The problem
Would you retype, word for word, the line with "For the bull's horn" and every line after it through the end of the records below?

Supplied data
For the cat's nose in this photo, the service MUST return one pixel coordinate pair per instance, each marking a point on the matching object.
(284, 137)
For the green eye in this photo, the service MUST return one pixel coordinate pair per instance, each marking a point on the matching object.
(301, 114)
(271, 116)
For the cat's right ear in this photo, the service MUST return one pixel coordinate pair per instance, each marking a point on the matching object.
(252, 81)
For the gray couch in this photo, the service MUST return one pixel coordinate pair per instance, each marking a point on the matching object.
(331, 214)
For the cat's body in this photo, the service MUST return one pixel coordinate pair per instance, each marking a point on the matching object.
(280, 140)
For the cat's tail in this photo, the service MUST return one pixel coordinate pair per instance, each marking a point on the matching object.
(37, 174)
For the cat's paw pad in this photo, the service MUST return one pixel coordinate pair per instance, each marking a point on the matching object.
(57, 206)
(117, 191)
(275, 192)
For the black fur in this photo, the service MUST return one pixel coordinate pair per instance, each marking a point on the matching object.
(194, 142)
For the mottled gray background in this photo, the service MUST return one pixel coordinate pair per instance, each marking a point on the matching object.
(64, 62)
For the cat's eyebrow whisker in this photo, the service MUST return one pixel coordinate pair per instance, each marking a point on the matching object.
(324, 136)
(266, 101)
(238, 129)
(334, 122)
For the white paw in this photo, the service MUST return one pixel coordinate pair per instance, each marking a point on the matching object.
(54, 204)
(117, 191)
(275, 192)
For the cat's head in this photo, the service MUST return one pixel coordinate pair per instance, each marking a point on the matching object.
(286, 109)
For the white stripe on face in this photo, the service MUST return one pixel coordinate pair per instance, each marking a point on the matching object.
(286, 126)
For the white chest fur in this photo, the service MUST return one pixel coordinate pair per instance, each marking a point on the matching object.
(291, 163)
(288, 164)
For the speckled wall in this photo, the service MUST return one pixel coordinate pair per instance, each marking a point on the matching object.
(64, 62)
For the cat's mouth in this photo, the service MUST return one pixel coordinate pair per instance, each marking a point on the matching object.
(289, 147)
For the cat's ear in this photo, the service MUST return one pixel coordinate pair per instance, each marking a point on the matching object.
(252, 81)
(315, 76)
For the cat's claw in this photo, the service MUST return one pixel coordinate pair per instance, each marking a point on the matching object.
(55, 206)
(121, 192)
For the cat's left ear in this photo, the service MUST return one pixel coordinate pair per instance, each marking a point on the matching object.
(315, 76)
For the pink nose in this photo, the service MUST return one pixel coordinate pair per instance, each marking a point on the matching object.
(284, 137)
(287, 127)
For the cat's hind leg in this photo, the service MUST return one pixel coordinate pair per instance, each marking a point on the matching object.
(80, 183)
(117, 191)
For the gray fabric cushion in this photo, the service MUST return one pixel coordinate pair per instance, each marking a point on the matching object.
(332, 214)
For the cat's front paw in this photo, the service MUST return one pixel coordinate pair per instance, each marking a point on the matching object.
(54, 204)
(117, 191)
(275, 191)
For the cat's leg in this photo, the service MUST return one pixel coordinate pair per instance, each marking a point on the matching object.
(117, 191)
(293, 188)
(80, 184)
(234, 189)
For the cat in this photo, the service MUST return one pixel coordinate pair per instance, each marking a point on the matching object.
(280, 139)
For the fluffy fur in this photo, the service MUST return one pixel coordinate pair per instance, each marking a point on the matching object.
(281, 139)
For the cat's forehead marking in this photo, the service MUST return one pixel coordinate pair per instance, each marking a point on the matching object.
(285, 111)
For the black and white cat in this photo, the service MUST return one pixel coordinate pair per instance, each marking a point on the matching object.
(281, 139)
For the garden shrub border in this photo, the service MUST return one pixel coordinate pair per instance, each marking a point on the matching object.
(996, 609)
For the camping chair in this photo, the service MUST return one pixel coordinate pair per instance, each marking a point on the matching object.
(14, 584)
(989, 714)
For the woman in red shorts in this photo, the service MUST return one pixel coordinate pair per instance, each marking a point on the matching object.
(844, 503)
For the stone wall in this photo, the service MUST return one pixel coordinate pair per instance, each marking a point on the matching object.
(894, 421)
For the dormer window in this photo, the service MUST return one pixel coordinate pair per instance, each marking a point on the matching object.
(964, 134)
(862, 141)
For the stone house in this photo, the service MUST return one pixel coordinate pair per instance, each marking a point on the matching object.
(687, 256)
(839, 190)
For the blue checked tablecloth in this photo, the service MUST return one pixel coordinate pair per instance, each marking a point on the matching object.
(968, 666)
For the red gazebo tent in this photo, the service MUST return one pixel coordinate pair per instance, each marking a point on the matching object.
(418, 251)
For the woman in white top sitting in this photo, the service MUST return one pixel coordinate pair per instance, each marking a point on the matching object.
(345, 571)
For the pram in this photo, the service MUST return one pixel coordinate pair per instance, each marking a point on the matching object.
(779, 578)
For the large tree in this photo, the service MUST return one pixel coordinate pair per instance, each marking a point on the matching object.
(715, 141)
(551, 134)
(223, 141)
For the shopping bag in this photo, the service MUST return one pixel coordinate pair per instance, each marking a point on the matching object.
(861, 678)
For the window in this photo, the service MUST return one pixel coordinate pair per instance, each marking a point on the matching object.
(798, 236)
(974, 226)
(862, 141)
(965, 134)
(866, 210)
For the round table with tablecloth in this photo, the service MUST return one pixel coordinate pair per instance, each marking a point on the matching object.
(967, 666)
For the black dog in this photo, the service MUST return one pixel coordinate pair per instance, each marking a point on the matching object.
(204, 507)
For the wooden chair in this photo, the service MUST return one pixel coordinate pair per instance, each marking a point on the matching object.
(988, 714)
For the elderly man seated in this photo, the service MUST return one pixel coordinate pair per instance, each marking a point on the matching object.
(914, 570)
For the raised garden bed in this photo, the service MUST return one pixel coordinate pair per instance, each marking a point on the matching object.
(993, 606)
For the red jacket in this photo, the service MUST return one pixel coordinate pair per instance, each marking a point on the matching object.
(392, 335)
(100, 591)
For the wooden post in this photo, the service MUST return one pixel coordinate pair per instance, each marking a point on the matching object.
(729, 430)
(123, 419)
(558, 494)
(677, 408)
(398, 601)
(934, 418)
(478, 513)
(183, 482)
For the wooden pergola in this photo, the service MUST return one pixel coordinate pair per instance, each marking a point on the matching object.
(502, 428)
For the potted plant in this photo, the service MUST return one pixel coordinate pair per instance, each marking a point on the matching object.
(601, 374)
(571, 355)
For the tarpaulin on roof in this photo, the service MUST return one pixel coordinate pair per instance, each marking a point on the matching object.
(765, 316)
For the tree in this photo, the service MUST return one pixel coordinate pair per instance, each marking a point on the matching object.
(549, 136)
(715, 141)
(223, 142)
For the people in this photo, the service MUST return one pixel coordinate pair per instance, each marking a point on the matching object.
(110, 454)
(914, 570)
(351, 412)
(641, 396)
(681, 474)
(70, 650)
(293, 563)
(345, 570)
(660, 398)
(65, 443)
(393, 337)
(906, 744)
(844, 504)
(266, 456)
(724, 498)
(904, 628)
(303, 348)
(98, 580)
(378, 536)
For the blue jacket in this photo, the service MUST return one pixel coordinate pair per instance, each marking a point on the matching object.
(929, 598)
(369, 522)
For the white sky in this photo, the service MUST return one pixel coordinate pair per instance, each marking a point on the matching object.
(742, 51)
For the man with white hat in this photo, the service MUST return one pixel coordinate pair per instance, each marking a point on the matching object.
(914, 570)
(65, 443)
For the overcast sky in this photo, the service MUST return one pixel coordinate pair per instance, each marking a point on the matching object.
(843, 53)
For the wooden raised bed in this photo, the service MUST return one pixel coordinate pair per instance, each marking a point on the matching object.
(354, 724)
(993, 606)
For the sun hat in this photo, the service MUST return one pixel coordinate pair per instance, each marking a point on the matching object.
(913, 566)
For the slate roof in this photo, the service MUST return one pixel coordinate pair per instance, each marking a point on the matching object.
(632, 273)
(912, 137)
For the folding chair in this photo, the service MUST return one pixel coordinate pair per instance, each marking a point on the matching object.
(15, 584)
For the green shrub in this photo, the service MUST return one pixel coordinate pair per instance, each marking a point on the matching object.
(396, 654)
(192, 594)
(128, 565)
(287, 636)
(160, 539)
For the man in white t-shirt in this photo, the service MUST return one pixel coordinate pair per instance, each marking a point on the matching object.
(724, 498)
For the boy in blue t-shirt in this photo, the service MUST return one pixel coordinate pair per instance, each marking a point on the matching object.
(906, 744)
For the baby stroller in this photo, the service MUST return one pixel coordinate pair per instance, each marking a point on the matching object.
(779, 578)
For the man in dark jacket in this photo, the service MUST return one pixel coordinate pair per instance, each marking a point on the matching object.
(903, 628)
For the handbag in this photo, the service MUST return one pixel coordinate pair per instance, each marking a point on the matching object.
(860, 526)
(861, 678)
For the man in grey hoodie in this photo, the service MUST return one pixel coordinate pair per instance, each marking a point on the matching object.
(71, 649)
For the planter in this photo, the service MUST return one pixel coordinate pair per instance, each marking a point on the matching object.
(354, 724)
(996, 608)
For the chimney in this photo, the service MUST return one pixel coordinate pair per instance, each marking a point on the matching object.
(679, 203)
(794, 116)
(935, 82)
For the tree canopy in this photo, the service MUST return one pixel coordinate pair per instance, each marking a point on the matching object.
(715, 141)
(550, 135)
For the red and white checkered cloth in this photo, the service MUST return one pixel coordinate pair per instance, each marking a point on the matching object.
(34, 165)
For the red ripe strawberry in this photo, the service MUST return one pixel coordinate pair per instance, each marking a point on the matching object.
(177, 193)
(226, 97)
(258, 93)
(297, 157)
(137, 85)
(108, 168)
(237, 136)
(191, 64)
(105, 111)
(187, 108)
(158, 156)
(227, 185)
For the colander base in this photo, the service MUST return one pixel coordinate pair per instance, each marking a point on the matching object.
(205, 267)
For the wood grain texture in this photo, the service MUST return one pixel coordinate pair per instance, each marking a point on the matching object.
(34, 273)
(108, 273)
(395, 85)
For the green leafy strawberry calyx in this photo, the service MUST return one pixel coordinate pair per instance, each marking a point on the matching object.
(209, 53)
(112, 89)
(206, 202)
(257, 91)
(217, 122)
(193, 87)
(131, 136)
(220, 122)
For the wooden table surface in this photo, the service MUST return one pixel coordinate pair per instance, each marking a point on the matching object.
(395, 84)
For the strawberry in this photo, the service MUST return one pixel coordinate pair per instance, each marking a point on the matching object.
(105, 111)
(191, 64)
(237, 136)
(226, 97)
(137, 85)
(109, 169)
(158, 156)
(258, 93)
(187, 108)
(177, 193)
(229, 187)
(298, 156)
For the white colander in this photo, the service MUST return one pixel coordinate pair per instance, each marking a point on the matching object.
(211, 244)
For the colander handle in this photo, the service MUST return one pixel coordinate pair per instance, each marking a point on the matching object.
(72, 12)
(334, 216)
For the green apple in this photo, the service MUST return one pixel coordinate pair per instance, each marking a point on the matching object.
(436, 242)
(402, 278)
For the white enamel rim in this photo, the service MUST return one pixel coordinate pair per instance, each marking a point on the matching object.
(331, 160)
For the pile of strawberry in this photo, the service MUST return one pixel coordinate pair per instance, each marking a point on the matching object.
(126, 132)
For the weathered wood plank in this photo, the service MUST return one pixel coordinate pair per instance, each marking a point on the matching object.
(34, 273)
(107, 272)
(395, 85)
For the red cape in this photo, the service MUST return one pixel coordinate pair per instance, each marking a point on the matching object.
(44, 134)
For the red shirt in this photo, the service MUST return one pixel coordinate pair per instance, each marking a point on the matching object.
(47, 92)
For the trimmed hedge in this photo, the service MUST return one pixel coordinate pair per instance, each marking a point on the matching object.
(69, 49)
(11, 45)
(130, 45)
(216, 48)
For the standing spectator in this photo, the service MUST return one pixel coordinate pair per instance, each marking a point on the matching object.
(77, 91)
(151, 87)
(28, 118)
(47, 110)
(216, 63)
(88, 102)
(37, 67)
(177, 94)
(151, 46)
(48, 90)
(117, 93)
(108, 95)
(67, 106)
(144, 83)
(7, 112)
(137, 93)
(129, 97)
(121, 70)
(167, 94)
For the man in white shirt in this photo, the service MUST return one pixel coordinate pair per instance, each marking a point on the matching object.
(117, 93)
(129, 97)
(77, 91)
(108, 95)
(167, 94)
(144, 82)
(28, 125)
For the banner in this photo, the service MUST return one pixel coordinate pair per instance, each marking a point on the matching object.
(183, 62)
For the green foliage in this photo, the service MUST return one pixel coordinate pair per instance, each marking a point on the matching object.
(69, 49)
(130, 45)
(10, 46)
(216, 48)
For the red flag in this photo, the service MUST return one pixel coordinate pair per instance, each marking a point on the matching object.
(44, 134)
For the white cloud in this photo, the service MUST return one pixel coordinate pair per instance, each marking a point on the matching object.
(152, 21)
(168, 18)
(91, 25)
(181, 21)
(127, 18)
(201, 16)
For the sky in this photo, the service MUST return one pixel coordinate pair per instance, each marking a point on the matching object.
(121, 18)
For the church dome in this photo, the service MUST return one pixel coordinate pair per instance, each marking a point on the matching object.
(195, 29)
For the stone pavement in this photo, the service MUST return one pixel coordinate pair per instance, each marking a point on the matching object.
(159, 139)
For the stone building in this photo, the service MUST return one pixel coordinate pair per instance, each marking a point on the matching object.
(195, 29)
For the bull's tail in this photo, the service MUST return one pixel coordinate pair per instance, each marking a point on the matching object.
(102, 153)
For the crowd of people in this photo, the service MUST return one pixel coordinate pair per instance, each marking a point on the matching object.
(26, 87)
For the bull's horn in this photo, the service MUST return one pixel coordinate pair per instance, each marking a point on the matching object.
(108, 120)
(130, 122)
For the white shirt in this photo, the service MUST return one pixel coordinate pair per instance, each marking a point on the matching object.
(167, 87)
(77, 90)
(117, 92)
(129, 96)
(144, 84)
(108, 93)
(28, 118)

Result below
For the bull's horn in this photo, the service MUST return one pixel coordinate pair per instance, each marking a point on the matching object.
(108, 120)
(130, 122)
For the white shirt in this photo, the service MUST return one pixel coordinate pair per instance, each marking a point on the matching object.
(167, 87)
(77, 90)
(117, 92)
(129, 96)
(144, 84)
(108, 93)
(28, 118)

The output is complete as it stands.